*** Selected excerpt ***

Shifting to renewable power   

Capacity-wise, the existing power plants of the country can produce and supply more electricity than there is a demand for. The surplus power thus created, according to an estimate, is 37 per cent, whereas the limit for surplus power should be at a maximum of 15 per cent to maintain a standard reserve margin. In fact, overcapacity is a burden on the economy, for every year the government has to pay a huge sum of money from the public exchequer to keep the plants from producing excess power. An international research group on energy finance, in a review published in May this year, showed that in FY 2018-19, Bangladesh's overall capacity utilisation was 43 per cent.  As such, the government had to pay a compensation to the tune of Tk 90bn (USD1.1b) to keep the surplus units idle.

With the pandemic-induced shutdowns, the quantity of surplus power has further increased as power utilisation has reduced sharply following businesses and industries practically coming to a standstill. There is also an added burden of the huge subsidy the Bangladesh Power Development Board (BPDB) has to pay to keep power tariff low enough for the consumers.  In this context, the disclosure of the state minister for power in the Jatiya Sangsad last February on this issue is worth noting. He put at Tk 522.60 billion the total cost burden in the form of subsidy that the government had to bear over the past 10 years.

*** End of Selected excerpt ***
*** Recorded data ***

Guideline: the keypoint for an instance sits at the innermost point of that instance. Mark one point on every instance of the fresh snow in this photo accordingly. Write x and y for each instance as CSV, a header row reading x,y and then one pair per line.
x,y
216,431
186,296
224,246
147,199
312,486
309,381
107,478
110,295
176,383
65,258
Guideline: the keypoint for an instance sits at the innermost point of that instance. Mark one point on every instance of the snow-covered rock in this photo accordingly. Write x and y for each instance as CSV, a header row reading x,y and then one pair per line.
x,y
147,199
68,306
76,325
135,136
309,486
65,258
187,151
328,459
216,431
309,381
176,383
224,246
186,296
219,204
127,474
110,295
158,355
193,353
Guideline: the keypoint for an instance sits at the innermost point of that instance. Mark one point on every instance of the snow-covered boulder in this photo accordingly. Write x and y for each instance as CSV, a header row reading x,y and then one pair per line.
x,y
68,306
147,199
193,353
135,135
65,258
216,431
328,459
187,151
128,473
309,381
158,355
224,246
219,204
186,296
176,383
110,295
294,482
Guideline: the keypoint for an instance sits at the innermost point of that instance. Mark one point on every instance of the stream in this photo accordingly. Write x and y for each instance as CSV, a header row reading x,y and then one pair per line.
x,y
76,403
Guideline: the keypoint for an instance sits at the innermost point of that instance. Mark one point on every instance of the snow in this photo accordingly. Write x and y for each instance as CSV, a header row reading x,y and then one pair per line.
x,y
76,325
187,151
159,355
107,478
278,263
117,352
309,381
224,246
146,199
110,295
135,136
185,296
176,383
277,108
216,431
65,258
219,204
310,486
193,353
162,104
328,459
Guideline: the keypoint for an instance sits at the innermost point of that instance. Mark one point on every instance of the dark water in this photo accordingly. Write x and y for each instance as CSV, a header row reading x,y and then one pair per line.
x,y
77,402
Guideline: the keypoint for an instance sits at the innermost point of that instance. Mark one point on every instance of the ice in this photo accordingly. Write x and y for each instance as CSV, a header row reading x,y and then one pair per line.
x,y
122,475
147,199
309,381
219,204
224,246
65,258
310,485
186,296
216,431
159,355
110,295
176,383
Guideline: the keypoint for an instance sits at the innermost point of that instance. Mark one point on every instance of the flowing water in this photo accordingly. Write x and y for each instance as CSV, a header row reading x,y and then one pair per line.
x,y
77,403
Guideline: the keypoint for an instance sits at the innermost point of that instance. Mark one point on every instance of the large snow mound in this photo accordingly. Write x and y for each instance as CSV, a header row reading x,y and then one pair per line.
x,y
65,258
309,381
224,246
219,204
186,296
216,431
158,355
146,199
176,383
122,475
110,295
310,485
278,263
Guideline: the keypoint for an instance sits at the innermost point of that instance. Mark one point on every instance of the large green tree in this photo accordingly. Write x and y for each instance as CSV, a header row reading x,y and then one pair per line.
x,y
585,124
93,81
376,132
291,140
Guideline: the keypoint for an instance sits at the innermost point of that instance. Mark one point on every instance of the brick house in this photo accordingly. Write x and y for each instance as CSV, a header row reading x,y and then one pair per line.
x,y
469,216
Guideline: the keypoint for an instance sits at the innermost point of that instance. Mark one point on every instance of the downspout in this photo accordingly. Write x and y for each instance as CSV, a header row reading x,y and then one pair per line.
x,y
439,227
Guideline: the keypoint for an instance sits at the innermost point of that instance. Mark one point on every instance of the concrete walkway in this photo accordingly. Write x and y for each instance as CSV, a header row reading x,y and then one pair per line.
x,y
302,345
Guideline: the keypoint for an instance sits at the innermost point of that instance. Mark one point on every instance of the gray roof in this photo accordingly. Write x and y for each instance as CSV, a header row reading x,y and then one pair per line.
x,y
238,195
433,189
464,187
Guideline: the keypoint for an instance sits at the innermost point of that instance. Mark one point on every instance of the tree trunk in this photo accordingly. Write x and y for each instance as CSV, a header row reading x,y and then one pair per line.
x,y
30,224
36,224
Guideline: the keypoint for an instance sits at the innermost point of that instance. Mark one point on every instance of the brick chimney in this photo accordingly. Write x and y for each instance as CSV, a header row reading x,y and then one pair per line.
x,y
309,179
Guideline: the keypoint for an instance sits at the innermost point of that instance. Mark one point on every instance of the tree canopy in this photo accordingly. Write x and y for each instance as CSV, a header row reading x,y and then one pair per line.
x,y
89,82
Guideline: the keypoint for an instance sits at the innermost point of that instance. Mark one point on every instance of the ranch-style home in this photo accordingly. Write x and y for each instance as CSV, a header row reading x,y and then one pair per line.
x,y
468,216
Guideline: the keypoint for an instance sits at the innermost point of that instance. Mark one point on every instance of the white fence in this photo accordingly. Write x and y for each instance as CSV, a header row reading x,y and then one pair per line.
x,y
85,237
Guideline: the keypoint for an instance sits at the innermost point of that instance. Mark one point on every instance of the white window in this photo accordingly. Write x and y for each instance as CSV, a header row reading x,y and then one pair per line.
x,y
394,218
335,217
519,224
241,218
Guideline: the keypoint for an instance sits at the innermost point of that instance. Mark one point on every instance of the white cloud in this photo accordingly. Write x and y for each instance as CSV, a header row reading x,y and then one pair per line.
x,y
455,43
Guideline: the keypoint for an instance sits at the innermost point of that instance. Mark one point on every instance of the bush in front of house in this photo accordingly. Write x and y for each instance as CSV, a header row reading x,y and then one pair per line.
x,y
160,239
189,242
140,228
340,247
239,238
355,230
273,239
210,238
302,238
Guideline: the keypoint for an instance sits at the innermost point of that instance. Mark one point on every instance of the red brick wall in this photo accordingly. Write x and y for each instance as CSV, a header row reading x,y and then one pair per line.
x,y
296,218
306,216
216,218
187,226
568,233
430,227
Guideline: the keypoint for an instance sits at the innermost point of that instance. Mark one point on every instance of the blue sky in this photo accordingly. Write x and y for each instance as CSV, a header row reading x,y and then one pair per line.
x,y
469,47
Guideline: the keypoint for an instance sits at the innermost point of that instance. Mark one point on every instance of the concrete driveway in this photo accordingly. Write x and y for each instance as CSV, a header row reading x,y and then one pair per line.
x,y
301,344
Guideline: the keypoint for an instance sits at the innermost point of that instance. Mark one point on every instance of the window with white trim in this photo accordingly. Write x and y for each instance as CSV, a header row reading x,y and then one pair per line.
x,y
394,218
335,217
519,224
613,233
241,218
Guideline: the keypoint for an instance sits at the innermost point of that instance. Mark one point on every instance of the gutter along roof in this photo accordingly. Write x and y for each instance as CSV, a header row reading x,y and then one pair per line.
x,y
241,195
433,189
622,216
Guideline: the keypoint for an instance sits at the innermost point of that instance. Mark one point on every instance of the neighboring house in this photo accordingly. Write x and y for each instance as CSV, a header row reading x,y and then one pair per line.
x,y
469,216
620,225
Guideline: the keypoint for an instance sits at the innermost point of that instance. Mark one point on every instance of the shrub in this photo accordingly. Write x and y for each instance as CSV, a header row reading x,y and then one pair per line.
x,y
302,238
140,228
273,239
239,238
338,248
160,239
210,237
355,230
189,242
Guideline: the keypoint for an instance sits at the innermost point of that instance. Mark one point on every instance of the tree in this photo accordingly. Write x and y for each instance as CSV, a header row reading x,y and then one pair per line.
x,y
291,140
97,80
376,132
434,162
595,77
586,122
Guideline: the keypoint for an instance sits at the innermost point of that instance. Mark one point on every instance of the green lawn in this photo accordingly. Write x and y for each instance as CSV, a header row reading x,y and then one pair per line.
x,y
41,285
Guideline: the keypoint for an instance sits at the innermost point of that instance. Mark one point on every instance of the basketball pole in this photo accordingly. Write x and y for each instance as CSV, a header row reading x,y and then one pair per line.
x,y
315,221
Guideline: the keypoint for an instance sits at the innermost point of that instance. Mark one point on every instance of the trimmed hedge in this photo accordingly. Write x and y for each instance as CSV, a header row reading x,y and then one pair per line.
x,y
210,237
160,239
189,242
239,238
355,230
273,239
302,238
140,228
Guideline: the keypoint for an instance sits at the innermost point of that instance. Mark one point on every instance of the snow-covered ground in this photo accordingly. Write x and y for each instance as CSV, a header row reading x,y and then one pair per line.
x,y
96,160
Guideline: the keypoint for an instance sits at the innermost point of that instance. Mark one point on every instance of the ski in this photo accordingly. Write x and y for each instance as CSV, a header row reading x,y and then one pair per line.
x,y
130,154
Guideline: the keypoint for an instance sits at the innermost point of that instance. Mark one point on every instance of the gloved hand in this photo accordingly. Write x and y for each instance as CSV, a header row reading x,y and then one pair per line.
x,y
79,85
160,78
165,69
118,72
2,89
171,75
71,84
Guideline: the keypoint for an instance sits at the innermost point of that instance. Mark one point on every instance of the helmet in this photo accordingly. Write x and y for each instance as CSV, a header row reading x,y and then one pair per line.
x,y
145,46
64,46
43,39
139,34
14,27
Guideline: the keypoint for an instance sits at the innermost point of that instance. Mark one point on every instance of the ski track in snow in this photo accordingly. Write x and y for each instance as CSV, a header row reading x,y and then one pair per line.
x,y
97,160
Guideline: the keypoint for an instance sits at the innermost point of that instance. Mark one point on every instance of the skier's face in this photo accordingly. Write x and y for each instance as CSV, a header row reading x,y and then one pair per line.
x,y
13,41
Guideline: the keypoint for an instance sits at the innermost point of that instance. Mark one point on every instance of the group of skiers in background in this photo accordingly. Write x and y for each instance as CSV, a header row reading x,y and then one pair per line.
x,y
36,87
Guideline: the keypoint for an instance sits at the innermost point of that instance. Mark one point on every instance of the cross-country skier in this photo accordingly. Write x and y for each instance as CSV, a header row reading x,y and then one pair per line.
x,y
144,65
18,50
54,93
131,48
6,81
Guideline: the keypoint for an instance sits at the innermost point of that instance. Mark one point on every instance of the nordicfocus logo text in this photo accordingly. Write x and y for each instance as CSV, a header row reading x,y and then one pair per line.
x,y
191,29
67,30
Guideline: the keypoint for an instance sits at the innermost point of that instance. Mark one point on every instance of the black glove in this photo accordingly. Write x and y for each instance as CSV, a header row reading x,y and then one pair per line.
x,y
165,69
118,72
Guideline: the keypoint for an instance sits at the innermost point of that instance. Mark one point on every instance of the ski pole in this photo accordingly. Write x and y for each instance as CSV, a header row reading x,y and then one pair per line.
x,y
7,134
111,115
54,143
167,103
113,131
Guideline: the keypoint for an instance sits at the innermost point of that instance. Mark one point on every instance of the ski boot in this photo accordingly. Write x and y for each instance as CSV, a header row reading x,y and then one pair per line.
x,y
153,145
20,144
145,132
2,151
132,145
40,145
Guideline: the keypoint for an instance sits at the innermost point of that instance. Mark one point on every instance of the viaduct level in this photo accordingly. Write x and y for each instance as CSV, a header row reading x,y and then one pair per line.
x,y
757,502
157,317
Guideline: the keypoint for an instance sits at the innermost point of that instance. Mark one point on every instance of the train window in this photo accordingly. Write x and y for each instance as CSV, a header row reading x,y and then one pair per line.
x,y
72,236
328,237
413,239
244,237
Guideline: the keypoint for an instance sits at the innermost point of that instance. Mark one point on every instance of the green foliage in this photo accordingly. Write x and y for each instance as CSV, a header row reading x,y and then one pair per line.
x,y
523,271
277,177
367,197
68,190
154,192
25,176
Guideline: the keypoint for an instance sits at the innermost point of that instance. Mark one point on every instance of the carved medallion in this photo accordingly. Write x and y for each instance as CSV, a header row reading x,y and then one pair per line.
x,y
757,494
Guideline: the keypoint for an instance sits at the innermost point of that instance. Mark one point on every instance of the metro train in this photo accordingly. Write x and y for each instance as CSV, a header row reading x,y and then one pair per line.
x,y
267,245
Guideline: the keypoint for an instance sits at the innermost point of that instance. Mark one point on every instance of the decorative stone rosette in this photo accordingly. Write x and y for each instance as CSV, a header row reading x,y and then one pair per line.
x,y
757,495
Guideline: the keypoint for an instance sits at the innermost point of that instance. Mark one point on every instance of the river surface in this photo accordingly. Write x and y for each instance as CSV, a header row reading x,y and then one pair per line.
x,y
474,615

*** End of Recorded data ***

> Tasks to perform
A. List every percentage figure in the passage on shifting to renewable power, with what each one measures.
B. Carry on the passage on shifting to renewable power, starting after its last sentence.

> Answer list
A.
- 37 per cent: the estimated surplus power the country's existing plants can create.
- 15 per cent: the maximum limit for surplus power needed to maintain a standard reserve margin.
- 43 per cent: Bangladesh's overall capacity utilisation in FY 2018-19.

B.
Coming down to the unit cost of power, as it (electricity) reaches the Bangladesh Power Development Board (BPDB)'s supply line, the cost (at bulk level) stands at Tk 5.82. Whereas, its average per unit (bulk) sales price is Tk 4.80.  Clearly, the gap between production cost and sale price of power accumulates over the years. Understandably, the cost burden that the government has to bear compels it to adjust power tariff from time to time much to the dismay of the public. However, such adjustments, which actually raises the tariff further, is not a solution to the issue. Critics often point to corruption, system loss rooted in porous distribution infrastructure, inefficient use of power and so on for all the problems. And the blame for this mismatch in the power regime is often put on its existing management system called 'emergency management basis', which has been in practice since early 2010s. An alternative may be to go for 'market-led management.' Efficient management of power at the distribution end, though crucial, is not the panacea.  So, for a meaningful answer to the problem of surplus capacity and high cost of production, the policymakers need to turn their attention to a shift in the mode of power production itself.

In fact, power generated from plants run on imported fossil fuels like coal, LNG, oil and gas is inherently expensive.  As the country is not blessed with much fossil fuel reserves, a gradual shift towards the greener alternatives like solar power, wind power and power from biomass can be a way out.   Given the declining cost of power from solar plants and increasing efficiency of the technology, the idea of such a shift to renewable alternative is now a feasible proposition. As chairman of the Climate Vulnerable Forum, Bangladesh is also pledge-bound to switch to 100 per cent renewable power system by 2050. To this end, the government should begin consultation with its development partners as well as encourage potential investors to invest in this emerging energy sector.